= Aim of the exercise =
Reproduce every one of the lines below word for word, omitting the pictures.

= Image annotation data =
########

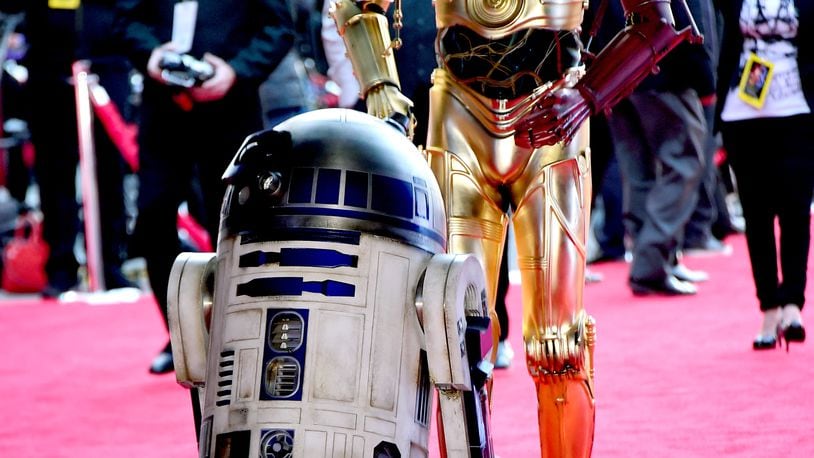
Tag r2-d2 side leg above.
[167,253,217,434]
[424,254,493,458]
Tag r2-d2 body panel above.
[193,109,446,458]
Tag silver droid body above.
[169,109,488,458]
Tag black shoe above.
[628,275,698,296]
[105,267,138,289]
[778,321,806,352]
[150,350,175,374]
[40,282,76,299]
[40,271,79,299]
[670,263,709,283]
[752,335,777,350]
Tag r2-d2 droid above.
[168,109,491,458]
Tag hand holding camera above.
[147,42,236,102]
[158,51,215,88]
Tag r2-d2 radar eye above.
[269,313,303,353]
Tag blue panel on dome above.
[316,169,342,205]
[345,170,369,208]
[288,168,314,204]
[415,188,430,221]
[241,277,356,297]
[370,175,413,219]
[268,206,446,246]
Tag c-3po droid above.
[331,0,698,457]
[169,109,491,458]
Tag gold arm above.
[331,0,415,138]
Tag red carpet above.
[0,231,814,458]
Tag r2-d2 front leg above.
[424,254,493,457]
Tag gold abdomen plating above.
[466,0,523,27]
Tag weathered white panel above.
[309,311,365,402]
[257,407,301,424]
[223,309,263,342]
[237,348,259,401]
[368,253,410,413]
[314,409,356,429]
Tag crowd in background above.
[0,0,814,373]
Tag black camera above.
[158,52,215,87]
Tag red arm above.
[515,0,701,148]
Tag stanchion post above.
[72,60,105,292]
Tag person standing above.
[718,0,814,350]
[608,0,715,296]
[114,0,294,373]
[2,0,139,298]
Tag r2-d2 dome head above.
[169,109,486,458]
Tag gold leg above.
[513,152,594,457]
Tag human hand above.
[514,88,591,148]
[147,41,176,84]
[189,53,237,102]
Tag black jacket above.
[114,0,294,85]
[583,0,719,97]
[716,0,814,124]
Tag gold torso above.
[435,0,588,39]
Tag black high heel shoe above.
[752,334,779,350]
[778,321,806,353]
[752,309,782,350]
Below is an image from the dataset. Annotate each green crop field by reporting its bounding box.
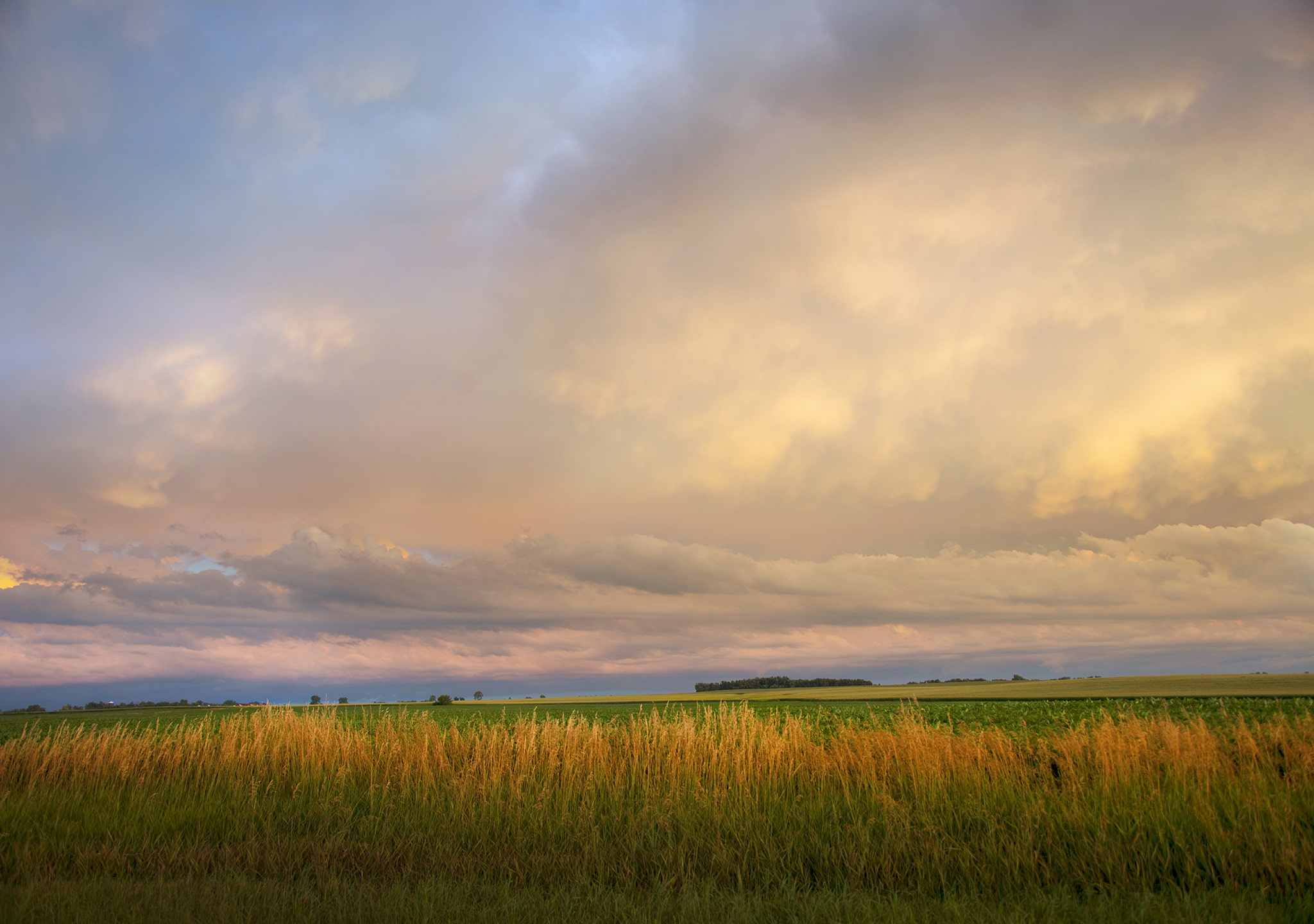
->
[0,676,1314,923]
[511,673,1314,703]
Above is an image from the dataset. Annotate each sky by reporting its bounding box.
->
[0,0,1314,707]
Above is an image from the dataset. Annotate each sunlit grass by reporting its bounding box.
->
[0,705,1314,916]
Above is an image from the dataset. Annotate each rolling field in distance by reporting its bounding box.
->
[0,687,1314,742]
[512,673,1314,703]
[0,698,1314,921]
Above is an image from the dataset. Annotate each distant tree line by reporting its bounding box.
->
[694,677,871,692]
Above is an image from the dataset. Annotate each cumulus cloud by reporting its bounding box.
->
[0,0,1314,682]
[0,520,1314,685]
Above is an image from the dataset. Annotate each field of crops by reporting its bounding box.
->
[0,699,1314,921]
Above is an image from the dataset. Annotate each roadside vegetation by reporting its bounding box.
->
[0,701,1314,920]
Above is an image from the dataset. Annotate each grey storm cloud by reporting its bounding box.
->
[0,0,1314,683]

########

= Reply =
Tag r2-d2 side leg above.
[167,253,217,434]
[424,254,493,458]
Tag r2-d2 body panel above.
[193,109,446,458]
Tag silver droid body above.
[169,109,488,458]
Tag black shoe above.
[628,275,698,296]
[105,267,138,289]
[778,321,806,352]
[150,350,175,374]
[40,282,76,299]
[40,271,79,299]
[670,263,709,283]
[752,335,777,350]
Tag r2-d2 droid above.
[168,109,491,458]
Tag hand holding camera above.
[147,42,236,102]
[158,51,215,88]
Tag r2-d2 radar eye above.
[269,313,303,353]
Tag blue panel on dome above.
[316,169,342,205]
[345,170,369,208]
[288,168,314,204]
[415,188,430,221]
[241,277,356,297]
[370,175,413,219]
[268,206,446,246]
Tag c-3po droid above.
[331,0,698,457]
[169,109,491,458]
Tag gold arm above.
[331,0,415,138]
Tag red carpet above.
[0,231,814,458]
Tag r2-d2 front leg above.
[424,254,493,457]
Tag gold abdomen plating above.
[466,0,523,27]
Tag weathered white panel above.
[309,311,365,402]
[257,407,301,424]
[223,309,263,342]
[237,348,259,401]
[368,253,410,413]
[314,409,356,429]
Tag crowd in background above.
[0,0,814,373]
Tag black camera above.
[158,52,215,87]
Tag red arm above.
[515,0,701,148]
Tag stanchion post above.
[72,60,105,292]
Tag person standing above.
[718,0,814,350]
[608,0,715,296]
[114,0,294,373]
[2,0,139,298]
Tag r2-d2 dome head above.
[169,109,486,458]
Tag gold leg above.
[513,152,594,457]
Tag human hand above.
[514,88,591,148]
[147,41,176,84]
[189,53,237,102]
Tag black jacket above.
[114,0,294,85]
[583,0,719,97]
[716,0,814,124]
Tag gold torso above.
[435,0,588,39]
Tag black high heel shoe above.
[752,334,779,350]
[778,321,806,353]
[752,309,782,350]
Below is an image from the dataset. Annotate each green crop field by reporting its bounding box.
->
[0,676,1314,923]
[511,673,1314,703]
Above is an image from the dataset. Annotate each sky by reporting its bounding box.
->
[0,0,1314,707]
Above is an image from the dataset. Annotate each sunlit grass by reporting its bounding box.
->
[0,705,1314,916]
Above is an image from the dataset. Annotate each rolling field in distance by reporting its bounding box.
->
[0,687,1314,742]
[512,673,1314,703]
[0,698,1314,921]
Above is an image from the dataset. Annotate each distant tree line by reporting its bounding box.
->
[694,677,871,692]
Above is an image from the dataset. Annotate each cumulus cloud by reporting its bounding box.
->
[0,0,1314,682]
[0,520,1314,685]
Above is an image from the dataset. Annotate each field of crops by reporting its bounding box.
->
[0,699,1314,921]
Above is an image from the dataset. Annotate each roadside vegetation by reporting its bounding box.
->
[0,701,1314,920]
Above is an image from the dataset. Annotate each grey storm cloud by reporting its bounding box.
->
[0,0,1314,683]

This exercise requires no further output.